**Líneas de entrada:**

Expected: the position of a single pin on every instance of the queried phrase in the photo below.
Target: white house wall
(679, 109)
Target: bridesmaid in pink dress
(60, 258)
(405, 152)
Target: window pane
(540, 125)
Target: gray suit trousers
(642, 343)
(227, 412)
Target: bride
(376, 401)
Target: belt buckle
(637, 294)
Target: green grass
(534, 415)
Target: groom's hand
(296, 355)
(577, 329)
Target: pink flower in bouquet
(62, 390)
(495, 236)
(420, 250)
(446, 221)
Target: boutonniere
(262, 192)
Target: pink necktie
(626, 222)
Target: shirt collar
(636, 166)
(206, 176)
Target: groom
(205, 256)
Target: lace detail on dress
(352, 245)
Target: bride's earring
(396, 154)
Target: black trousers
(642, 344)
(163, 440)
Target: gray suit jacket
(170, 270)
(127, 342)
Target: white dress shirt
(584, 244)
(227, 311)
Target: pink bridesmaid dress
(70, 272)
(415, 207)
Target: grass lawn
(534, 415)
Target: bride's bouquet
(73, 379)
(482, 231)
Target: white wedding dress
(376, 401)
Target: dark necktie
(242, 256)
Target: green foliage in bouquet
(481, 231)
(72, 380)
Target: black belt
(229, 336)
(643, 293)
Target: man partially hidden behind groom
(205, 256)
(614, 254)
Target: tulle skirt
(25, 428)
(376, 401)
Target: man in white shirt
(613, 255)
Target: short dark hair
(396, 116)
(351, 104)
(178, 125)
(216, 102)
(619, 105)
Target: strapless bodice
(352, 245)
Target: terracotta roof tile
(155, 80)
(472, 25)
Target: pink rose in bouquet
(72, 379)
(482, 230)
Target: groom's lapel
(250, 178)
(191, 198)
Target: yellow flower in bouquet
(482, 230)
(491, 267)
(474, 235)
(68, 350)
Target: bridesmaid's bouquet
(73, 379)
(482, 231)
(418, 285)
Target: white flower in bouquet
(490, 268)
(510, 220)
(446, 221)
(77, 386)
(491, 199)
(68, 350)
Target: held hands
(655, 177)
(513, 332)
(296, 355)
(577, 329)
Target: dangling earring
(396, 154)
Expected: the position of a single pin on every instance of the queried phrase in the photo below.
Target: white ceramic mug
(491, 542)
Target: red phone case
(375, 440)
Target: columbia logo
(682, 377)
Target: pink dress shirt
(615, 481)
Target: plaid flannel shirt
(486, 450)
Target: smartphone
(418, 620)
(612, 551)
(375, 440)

**Consigna:** Reescala la parte de las líneas que empieza con la que contiene "Target: lace detail on dress" y termina con la última línea, con ambos extremos incluidos. Escríbelas todas de nuevo, sin omitir ninguna ni añadir otras, y multiplica cada coordenada por 1,25, redondeando al entero más próximo con las mitades hacia arriba.

**Respuesta:**
Target: lace detail on dress
(440, 306)
Target: bride's earring
(495, 193)
Target: black trousers
(803, 430)
(204, 550)
Target: gray suit jacket
(213, 338)
(159, 428)
Target: white dress shirt
(730, 305)
(284, 389)
Target: pink bridesmaid dress
(88, 340)
(519, 259)
Target: grass lawn
(668, 519)
Target: bride's bouquet
(91, 474)
(603, 289)
Target: white wedding dress
(470, 501)
Target: dark necktie
(303, 320)
Target: green foliage in bouquet
(601, 289)
(90, 475)
Target: black belt
(286, 420)
(804, 366)
Target: man partially hidden behind groom
(256, 320)
(768, 318)
Target: tulle skirt
(31, 535)
(470, 501)
Target: man in white shirt
(766, 319)
Target: short dark hair
(495, 145)
(439, 130)
(223, 156)
(270, 128)
(774, 131)
Target: strapless bodice
(440, 306)
Target: terracotta roof tile
(194, 100)
(590, 31)
Target: pink rose in bouquet
(90, 474)
(603, 288)
Target: groom's lapel
(313, 223)
(239, 248)
Target: yellow flower in bouquet
(603, 288)
(614, 334)
(593, 294)
(85, 438)
Target: bridesmaid's bouquet
(91, 474)
(603, 289)
(523, 356)
Target: white flower in bouquet
(613, 335)
(638, 275)
(558, 276)
(96, 483)
(614, 249)
(85, 438)
Target: held hands
(819, 221)
(641, 415)
(370, 444)
(721, 411)
Target: dangling earring
(495, 193)
Expected: the position of a single pin on every instance of the queried phrase in the photo below.
Target: white ceramic mug
(614, 678)
Target: red phone case
(469, 550)
Target: columbia logo
(853, 471)
Target: pink dress shirt
(769, 601)
Target: plaid flannel shirt
(608, 563)
Target: smartphone
(523, 775)
(765, 689)
(469, 550)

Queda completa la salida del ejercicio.